Please copy out all lines of the entries that contain the word "green".

◆ Dataset entries ◆
——
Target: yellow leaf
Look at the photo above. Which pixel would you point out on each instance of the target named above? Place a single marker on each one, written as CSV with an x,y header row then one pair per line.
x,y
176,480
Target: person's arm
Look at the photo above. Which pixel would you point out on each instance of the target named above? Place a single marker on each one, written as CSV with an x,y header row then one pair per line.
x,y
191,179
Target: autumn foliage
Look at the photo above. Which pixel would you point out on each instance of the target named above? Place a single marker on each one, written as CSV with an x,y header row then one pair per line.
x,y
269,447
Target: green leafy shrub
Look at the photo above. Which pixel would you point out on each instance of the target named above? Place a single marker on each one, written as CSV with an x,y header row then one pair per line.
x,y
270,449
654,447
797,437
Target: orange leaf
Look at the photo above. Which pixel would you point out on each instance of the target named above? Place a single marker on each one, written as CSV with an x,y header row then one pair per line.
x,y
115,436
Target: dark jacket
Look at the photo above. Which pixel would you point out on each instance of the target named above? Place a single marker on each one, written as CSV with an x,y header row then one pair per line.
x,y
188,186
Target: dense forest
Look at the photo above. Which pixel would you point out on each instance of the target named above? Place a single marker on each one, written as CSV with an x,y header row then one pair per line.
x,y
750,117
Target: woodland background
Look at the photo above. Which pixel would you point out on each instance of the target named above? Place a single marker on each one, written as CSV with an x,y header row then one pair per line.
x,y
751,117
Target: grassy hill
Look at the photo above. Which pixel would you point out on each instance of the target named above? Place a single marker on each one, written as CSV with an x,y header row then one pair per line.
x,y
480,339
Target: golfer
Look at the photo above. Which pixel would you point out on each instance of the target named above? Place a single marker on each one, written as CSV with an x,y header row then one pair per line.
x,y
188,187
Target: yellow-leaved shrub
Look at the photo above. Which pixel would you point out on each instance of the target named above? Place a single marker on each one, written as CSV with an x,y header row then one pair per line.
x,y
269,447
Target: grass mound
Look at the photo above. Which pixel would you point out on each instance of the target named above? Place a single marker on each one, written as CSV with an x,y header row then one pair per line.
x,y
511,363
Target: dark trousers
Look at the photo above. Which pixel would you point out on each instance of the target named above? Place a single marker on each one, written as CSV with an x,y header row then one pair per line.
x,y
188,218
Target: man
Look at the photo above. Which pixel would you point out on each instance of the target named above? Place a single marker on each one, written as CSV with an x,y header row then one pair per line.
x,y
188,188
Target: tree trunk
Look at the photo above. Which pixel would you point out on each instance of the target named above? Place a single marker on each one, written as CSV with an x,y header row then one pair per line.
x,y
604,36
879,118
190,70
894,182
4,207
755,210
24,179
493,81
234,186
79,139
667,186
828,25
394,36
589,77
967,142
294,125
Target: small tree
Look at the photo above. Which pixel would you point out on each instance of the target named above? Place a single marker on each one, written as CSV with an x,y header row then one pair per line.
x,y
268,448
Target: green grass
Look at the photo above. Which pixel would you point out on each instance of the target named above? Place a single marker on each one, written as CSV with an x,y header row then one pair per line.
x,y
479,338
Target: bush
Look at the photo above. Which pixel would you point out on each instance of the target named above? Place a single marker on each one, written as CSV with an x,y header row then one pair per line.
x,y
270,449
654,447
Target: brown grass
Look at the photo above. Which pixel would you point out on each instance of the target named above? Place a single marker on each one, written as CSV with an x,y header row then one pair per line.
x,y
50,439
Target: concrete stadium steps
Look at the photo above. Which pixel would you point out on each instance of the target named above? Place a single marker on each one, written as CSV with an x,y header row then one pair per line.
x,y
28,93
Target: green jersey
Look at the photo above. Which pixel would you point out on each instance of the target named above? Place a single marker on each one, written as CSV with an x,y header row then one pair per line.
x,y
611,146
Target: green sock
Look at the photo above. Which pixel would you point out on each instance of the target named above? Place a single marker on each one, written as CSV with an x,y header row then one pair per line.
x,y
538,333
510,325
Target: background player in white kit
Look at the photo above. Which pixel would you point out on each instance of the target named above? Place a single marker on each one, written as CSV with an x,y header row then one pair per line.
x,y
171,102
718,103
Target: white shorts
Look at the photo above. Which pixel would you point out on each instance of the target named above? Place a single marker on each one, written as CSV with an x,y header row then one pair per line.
——
◆ Answer area ◆
Target: green leafy shrub
Target: green grass
Target: green jersey
Target: green sock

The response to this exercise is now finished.